Bereitgestellter Auszug:
********

SEEFEUER

SEEFEUER“ von Gianfranco Rosi (B, K + R; Italien/Fr 2015; M: Stephano Grosso; 108 Minuten; Original m. deutschen UT; Start D: 28.07.2016); der diesjährige Berlinale-Siegerfilm. Ausgezeichnet mit dem „Goldenen Bären“. Der italienische Originaltitel „FUOCOAMMARE“ kann sowohl als „brennendes Meer“ wie auch „Leuchtturm“ übersetzt werden. Der deutsche Kinotitel ist dieser Doppelbezeichnung geschuldet: „SEEFEUER“ bezeichnet zu einen das Lichtsignal auf Leuchttürmen, zum anderen eine historische Brandwaffe, die vor allem gegen Schiffe zum Einsatz kam und nicht mit Wasser gelöscht werden konnte.

********

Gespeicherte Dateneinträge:
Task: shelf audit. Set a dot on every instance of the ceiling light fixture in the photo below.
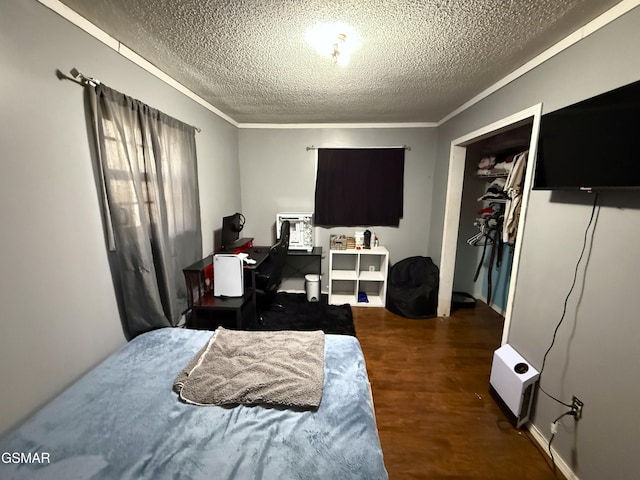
(334, 40)
(340, 41)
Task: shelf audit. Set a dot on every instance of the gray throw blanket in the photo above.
(247, 367)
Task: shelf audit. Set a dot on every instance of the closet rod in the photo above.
(82, 79)
(312, 147)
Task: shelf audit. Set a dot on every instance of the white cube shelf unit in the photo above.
(352, 271)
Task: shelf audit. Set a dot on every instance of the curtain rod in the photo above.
(82, 79)
(311, 147)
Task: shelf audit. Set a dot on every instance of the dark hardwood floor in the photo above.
(430, 383)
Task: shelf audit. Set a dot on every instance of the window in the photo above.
(359, 187)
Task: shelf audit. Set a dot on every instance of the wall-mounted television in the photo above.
(593, 144)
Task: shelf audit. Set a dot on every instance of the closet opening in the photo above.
(478, 255)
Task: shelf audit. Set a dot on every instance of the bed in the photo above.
(123, 420)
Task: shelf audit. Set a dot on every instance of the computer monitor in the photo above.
(231, 227)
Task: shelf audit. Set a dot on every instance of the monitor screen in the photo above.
(593, 144)
(231, 227)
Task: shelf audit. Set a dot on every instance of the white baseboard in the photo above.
(494, 307)
(544, 443)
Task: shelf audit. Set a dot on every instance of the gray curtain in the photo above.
(147, 170)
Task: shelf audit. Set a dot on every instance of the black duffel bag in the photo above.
(412, 289)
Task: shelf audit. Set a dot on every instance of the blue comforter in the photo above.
(123, 421)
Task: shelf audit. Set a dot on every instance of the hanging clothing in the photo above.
(513, 192)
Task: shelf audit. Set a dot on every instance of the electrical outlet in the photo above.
(576, 406)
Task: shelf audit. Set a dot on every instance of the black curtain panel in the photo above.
(359, 187)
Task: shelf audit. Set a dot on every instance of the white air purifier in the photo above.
(512, 383)
(228, 277)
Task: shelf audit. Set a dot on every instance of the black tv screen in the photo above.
(591, 145)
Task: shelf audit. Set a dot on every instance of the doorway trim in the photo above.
(455, 181)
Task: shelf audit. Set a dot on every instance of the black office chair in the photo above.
(269, 276)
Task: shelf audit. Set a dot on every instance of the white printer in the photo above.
(300, 229)
(228, 275)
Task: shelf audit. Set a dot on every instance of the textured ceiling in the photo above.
(417, 61)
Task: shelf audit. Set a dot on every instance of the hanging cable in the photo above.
(566, 300)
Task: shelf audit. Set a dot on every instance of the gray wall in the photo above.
(596, 354)
(278, 175)
(58, 314)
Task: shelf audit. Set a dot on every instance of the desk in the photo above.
(297, 265)
(205, 308)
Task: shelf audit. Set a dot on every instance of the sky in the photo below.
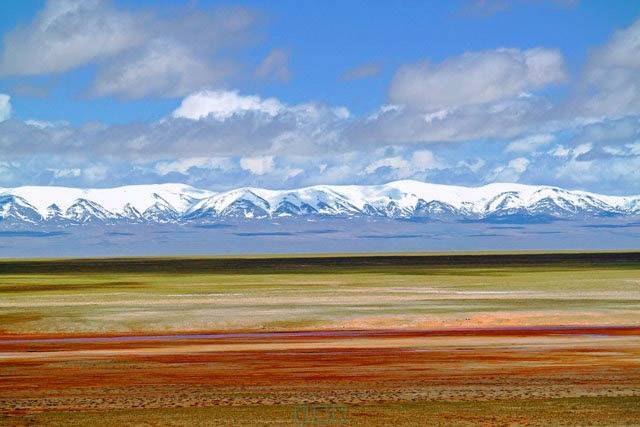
(287, 94)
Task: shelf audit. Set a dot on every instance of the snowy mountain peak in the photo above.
(169, 203)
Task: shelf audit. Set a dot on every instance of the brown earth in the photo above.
(44, 377)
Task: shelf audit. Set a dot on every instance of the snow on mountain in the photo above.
(166, 203)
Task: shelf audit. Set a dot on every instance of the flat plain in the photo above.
(441, 339)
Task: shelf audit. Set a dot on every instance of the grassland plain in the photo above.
(525, 338)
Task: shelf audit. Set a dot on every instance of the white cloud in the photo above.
(66, 173)
(96, 173)
(511, 172)
(361, 72)
(163, 69)
(222, 105)
(258, 165)
(529, 143)
(419, 162)
(560, 151)
(67, 34)
(5, 107)
(44, 124)
(183, 165)
(140, 52)
(275, 66)
(476, 78)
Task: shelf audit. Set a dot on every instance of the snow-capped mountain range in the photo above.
(177, 203)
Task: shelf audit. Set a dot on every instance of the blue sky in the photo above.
(291, 93)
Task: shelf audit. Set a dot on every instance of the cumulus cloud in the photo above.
(139, 53)
(184, 165)
(275, 66)
(529, 143)
(67, 34)
(361, 72)
(66, 173)
(222, 105)
(510, 172)
(5, 107)
(476, 78)
(419, 162)
(163, 69)
(258, 165)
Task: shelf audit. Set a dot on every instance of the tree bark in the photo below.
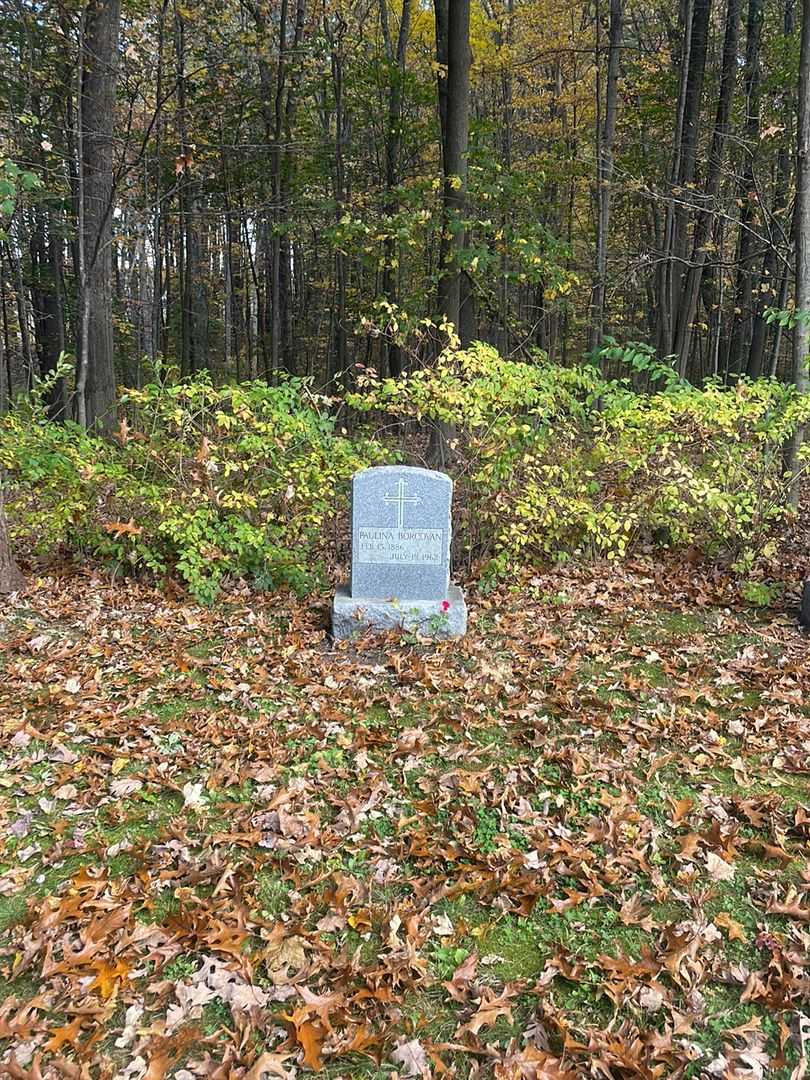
(96, 376)
(455, 296)
(194, 310)
(393, 144)
(801, 225)
(690, 293)
(747, 194)
(11, 579)
(605, 173)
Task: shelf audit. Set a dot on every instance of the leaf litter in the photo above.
(572, 844)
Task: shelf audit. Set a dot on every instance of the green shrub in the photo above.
(554, 460)
(252, 481)
(245, 481)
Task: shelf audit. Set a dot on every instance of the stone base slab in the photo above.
(353, 615)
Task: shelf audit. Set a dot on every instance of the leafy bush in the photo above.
(556, 460)
(244, 481)
(251, 480)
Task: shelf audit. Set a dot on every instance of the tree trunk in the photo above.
(49, 327)
(688, 304)
(455, 298)
(746, 193)
(605, 173)
(11, 579)
(96, 375)
(801, 225)
(194, 313)
(393, 144)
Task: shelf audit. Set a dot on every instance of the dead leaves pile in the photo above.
(234, 851)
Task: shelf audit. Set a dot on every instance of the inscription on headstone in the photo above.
(401, 554)
(401, 534)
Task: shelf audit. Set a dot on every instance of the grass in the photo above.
(368, 825)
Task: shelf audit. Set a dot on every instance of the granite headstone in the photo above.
(401, 555)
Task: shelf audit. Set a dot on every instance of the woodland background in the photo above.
(246, 187)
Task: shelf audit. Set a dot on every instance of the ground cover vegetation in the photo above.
(562, 252)
(251, 481)
(574, 844)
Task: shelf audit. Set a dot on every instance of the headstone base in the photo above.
(353, 615)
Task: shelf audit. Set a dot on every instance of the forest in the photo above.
(251, 188)
(404, 551)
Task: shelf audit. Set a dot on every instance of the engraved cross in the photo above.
(399, 500)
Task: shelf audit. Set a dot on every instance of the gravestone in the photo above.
(401, 556)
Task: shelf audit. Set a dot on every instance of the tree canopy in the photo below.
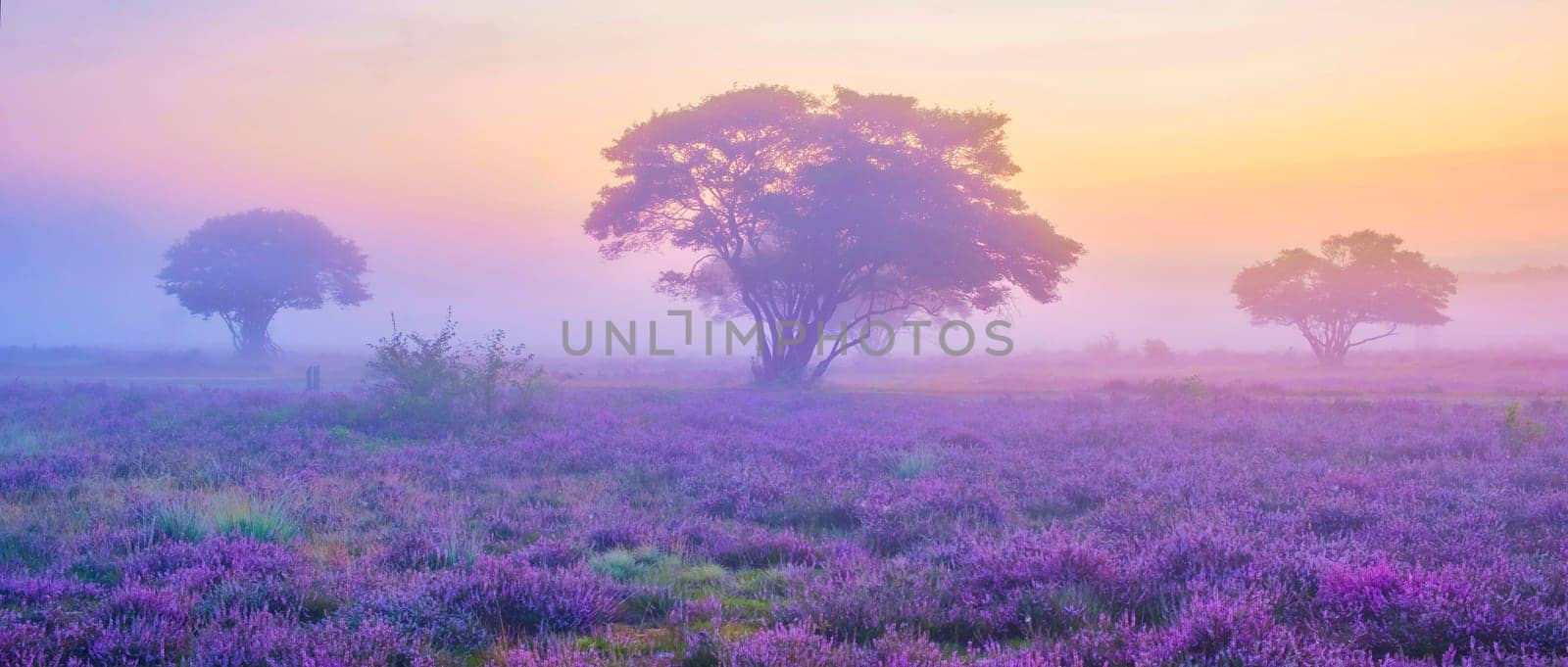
(247, 266)
(1363, 277)
(815, 214)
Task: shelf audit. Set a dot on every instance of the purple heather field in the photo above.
(1139, 523)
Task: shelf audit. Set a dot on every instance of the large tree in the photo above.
(247, 266)
(815, 216)
(1363, 277)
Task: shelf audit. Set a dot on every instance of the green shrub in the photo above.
(439, 384)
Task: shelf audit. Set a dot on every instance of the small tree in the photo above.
(1358, 279)
(247, 266)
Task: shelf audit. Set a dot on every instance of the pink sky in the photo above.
(462, 144)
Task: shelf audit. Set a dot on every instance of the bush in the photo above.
(439, 384)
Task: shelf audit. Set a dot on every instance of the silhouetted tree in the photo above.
(1358, 279)
(817, 214)
(247, 266)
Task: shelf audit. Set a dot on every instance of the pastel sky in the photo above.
(460, 141)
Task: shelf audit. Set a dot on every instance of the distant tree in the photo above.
(1358, 279)
(247, 266)
(815, 216)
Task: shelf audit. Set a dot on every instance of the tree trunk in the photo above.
(789, 365)
(253, 340)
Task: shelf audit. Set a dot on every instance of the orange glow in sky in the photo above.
(1211, 130)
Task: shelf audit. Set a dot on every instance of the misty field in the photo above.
(1157, 523)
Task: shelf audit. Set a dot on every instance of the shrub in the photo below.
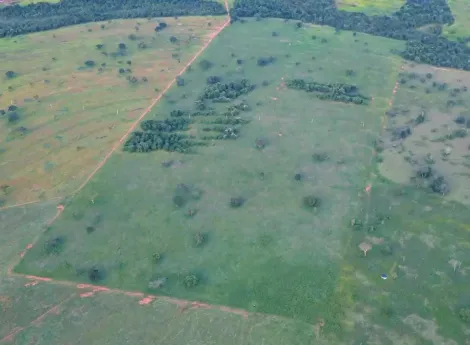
(205, 64)
(311, 201)
(264, 61)
(13, 116)
(236, 202)
(10, 74)
(54, 245)
(179, 81)
(95, 274)
(161, 26)
(190, 281)
(213, 79)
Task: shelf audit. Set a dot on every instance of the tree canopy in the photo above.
(17, 20)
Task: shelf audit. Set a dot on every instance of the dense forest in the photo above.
(17, 20)
(425, 47)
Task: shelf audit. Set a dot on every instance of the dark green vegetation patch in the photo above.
(17, 20)
(335, 92)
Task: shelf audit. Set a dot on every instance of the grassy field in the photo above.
(324, 268)
(370, 7)
(461, 12)
(70, 115)
(34, 312)
(439, 139)
(271, 255)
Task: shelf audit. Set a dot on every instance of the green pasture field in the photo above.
(371, 7)
(271, 255)
(53, 314)
(461, 12)
(71, 115)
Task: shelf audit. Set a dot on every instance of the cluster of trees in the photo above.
(11, 113)
(167, 125)
(17, 20)
(153, 141)
(337, 91)
(422, 46)
(226, 92)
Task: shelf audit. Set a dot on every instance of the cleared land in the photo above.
(461, 27)
(371, 7)
(325, 265)
(69, 113)
(432, 104)
(274, 254)
(34, 312)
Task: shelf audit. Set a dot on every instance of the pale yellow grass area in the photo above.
(70, 115)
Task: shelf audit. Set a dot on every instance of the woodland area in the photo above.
(422, 46)
(17, 20)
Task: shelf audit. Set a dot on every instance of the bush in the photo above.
(190, 281)
(236, 202)
(10, 74)
(179, 81)
(161, 26)
(54, 245)
(95, 274)
(13, 116)
(213, 80)
(464, 314)
(311, 201)
(205, 64)
(264, 61)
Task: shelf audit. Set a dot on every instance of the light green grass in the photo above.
(79, 113)
(271, 255)
(28, 2)
(371, 7)
(112, 318)
(461, 27)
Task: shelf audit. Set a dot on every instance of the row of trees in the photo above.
(226, 92)
(422, 46)
(337, 91)
(17, 20)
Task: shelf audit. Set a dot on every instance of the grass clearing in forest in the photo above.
(233, 223)
(46, 313)
(461, 27)
(371, 7)
(74, 92)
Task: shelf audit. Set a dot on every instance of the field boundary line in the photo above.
(9, 337)
(150, 107)
(90, 290)
(147, 110)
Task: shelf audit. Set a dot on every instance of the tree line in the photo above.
(336, 92)
(424, 47)
(17, 20)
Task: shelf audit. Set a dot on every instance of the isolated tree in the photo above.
(365, 247)
(179, 81)
(13, 116)
(10, 74)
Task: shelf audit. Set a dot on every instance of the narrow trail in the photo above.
(89, 290)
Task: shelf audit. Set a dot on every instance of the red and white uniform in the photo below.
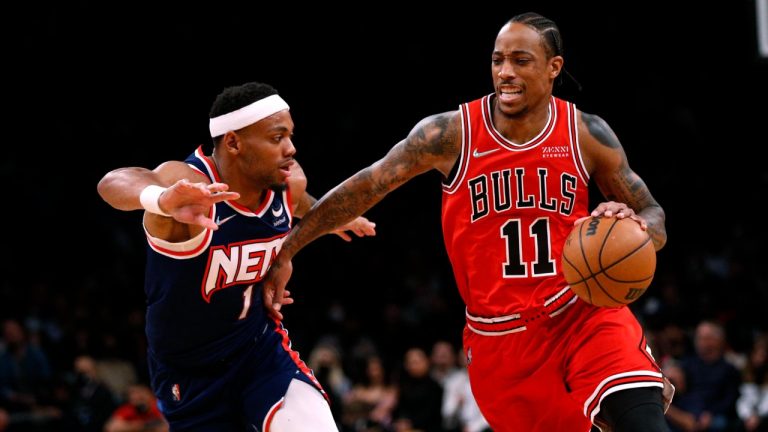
(540, 358)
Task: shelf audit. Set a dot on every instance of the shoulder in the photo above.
(447, 123)
(436, 141)
(172, 171)
(594, 128)
(600, 147)
(297, 184)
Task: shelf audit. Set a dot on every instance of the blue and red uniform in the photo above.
(216, 359)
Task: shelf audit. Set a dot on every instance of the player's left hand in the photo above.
(361, 227)
(617, 210)
(273, 291)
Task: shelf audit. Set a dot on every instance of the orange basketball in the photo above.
(608, 262)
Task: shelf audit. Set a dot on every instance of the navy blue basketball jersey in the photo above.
(204, 295)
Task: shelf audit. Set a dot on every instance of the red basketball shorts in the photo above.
(552, 375)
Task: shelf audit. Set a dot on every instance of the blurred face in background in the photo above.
(416, 363)
(709, 341)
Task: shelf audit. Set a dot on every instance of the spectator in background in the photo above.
(325, 361)
(139, 414)
(25, 381)
(752, 404)
(443, 360)
(368, 406)
(707, 396)
(91, 402)
(420, 397)
(460, 410)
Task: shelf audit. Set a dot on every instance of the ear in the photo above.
(555, 66)
(230, 142)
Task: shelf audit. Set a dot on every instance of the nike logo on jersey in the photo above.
(278, 212)
(221, 222)
(485, 153)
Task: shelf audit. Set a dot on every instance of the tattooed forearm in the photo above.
(601, 131)
(305, 203)
(629, 188)
(430, 144)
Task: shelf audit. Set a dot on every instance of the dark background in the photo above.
(93, 88)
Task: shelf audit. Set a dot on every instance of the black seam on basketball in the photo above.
(570, 263)
(632, 252)
(602, 246)
(599, 285)
(581, 248)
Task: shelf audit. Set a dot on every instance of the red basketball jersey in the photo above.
(508, 208)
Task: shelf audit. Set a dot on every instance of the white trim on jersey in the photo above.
(199, 154)
(466, 144)
(302, 409)
(287, 206)
(542, 136)
(573, 132)
(554, 298)
(564, 307)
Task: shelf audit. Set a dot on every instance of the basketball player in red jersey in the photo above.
(516, 165)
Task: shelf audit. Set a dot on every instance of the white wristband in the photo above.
(150, 199)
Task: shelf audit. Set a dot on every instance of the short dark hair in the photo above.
(550, 33)
(236, 97)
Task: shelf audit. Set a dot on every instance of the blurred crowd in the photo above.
(389, 356)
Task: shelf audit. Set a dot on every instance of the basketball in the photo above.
(608, 262)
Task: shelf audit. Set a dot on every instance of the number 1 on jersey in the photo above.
(246, 302)
(514, 267)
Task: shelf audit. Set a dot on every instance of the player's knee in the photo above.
(634, 410)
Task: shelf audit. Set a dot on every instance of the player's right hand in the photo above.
(273, 292)
(191, 203)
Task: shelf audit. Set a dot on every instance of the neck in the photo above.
(251, 195)
(523, 126)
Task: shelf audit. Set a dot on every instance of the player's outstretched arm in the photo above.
(361, 226)
(187, 201)
(626, 192)
(434, 143)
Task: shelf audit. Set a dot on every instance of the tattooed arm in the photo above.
(627, 193)
(434, 143)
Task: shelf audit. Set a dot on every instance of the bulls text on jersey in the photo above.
(497, 188)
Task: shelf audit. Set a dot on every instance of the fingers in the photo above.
(343, 235)
(580, 220)
(224, 196)
(268, 296)
(217, 187)
(613, 209)
(205, 222)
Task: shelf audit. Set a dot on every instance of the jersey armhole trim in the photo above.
(573, 132)
(451, 183)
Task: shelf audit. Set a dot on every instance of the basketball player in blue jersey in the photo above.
(214, 223)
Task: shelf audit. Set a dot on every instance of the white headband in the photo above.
(246, 115)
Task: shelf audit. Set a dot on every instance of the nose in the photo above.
(290, 149)
(506, 70)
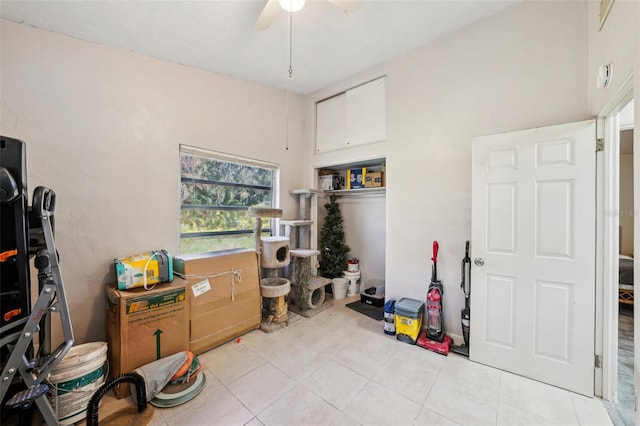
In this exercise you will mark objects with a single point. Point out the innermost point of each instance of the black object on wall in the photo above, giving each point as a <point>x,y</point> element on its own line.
<point>15,302</point>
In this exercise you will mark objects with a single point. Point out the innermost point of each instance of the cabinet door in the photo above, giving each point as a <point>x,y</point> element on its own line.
<point>330,124</point>
<point>366,113</point>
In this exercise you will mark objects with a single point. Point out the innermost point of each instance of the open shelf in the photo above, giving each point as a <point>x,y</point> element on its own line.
<point>359,191</point>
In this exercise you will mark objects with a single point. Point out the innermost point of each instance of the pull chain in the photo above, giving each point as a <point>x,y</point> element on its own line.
<point>290,37</point>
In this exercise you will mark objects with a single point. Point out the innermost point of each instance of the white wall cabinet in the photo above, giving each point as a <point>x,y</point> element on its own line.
<point>355,117</point>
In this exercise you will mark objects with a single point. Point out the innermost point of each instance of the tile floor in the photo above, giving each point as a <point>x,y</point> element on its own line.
<point>622,413</point>
<point>339,368</point>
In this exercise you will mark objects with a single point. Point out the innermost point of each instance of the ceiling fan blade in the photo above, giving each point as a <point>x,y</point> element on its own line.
<point>267,14</point>
<point>346,5</point>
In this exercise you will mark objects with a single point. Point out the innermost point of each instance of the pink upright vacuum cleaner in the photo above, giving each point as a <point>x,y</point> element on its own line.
<point>465,314</point>
<point>433,337</point>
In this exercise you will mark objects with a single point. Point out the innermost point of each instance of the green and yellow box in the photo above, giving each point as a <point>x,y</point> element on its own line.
<point>156,265</point>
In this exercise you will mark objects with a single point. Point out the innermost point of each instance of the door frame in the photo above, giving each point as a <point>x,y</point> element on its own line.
<point>607,250</point>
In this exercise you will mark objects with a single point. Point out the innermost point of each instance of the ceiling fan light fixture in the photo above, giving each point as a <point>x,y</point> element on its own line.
<point>292,5</point>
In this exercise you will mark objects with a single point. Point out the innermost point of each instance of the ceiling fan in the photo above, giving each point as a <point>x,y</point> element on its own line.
<point>273,6</point>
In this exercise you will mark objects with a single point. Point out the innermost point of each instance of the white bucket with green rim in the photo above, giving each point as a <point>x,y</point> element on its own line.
<point>75,379</point>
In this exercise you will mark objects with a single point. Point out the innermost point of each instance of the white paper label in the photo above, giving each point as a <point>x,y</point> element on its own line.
<point>201,288</point>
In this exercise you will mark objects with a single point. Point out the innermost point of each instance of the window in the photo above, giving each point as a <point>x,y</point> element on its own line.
<point>216,191</point>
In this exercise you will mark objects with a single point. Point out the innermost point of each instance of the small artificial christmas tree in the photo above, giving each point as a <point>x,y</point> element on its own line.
<point>332,245</point>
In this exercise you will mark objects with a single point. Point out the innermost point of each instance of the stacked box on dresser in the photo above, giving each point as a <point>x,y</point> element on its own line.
<point>224,296</point>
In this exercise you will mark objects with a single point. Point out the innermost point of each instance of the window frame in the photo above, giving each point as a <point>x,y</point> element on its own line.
<point>229,158</point>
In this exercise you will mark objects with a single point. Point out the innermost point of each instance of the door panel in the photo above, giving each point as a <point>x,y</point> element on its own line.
<point>533,224</point>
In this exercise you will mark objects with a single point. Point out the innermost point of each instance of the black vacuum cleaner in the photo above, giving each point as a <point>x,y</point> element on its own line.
<point>465,314</point>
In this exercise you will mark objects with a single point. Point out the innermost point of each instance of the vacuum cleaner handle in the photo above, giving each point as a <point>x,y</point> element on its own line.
<point>434,271</point>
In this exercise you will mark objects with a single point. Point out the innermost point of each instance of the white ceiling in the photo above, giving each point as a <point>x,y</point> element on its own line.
<point>328,44</point>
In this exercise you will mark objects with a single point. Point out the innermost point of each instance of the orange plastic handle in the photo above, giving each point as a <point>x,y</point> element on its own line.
<point>7,254</point>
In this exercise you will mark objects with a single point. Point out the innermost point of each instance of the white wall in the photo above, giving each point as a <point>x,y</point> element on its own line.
<point>614,44</point>
<point>102,128</point>
<point>626,203</point>
<point>523,68</point>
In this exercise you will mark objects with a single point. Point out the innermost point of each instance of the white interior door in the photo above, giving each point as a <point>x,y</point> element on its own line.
<point>533,226</point>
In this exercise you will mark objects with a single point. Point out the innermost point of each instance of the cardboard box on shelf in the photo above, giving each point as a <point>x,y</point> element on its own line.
<point>224,296</point>
<point>145,325</point>
<point>356,178</point>
<point>374,180</point>
<point>326,182</point>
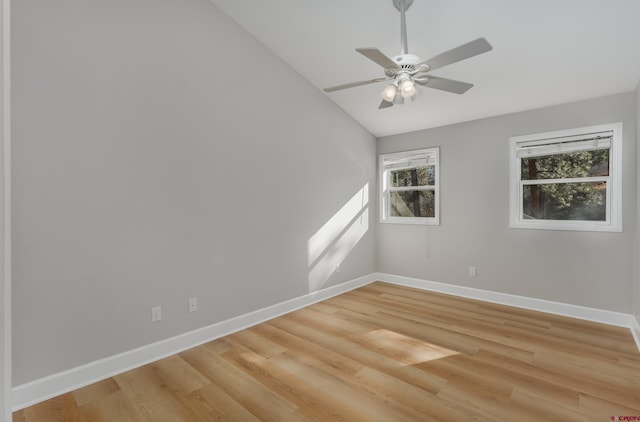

********

Fragen:
**a.** Fassen Sie im Auszug zum Film „Seefeuer“ den Absatz, der mit »SEEFEUER“ von Gianfranco Rosi« beginnt, als Stichpunktliste zusammen und behalten Sie dabei seine wesentlichen Angaben bei.
**b.** Beantworten Sie anhand des Auszugs zum Film „Seefeuer“ die folgenden Fragen:
(i) Mit welcher Auszeichnung wurde der Film bedacht?
(ii) Wie viele Minuten dauert der Film?
(iii) Wogegen kam die historische Brandwaffe vor allem zum Einsatz?
**c.** Setzen Sie den Auszug zum Film „Seefeuer“ nach seinem letzten Satz fort.
Die Einträge sind eigenständiges Material und gehören nicht zum Auszug.

Lösungen zur Übung:
**a.**
- Film von Gianfranco Rosi, Italien/Frankreich 2015, Musik: Stephano Grosso, 108 Minuten
- Originalfassung mit deutschen Untertiteln, deutscher Kinostart am 28.07.2016
- Diesjähriger Berlinale-Siegerfilm, ausgezeichnet mit dem „Goldenen Bären“
- Italienischer Originaltitel „FUOCOAMMARE“: übersetzbar als „brennendes Meer“ oder als „Leuchtturm“
- Deutscher Titel „SEEFEUER“ greift diese Doppelbedeutung auf:
  - Lichtsignal auf Leuchttürmen
  - historische Brandwaffe, vor allem gegen Schiffe eingesetzt und nicht mit Wasser zu löschen

**b.**
(i) Mit dem „Goldenen Bären“.
(ii) 108 Minuten.
(iii) Gegen Schiffe.

**c.**
Die Insel Lampedusa hat eine Fläche von 20 Quadratkilometer, liegt 70 Meilen vor der Küste Afrikas und 120 Meilen vor der Küste Siziliens. In den letzten 20 Jahren sind circa 400.000 Migranten auf Lampedusa gelandet. Beim Versuch, den Kanal von Sizilien in Richtung Europa zu überqueren, starben schätzungsweise 15.000 Menschen.

Der Regisseur, Autor und Kameramann: GIANFRANCO ROSI, 1964 in Asmara, Eritrea, geboren. 2013 gewann er bei den Filmfestspielen von Venedig mit seinem Film „Das Andere Rom“ den Hauptpreis, den „Goldenen Löwen“.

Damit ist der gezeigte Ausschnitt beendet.